DIRECTIONS.
Restate verbatim the span of lines below between the line with "Question. Place a dot on every instance of the soldier's hand" and the line with "Question. Place a dot on every instance of the soldier's head", including those two lines, and only that span.

RECORDS PROVIDED: Begin

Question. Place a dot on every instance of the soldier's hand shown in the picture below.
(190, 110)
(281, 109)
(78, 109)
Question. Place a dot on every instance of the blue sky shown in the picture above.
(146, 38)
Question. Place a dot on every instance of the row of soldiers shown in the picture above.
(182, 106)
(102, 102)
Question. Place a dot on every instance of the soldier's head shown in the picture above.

RECORDS PROVIDED: End
RECORDS PROVIDED: Begin

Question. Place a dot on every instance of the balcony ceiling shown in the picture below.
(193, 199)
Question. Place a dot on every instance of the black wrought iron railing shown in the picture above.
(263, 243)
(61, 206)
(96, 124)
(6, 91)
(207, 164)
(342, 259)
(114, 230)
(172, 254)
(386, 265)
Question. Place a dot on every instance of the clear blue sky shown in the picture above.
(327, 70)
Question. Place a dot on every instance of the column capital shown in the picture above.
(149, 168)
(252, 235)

RECORDS PROVIDED: End

COMPLETED TASK.
Question. Place a dot on every instance of the soldier's hand shown in the picture below.
(190, 110)
(281, 109)
(78, 109)
Question. Place a dot on every instance of the blue sky shown in the picture above.
(146, 38)
Question. Place a dot on every instance of the row of soldiers shown in the picture above.
(182, 106)
(102, 102)
Question. Place a dot on every instance of the soldier's head shown in the picture above.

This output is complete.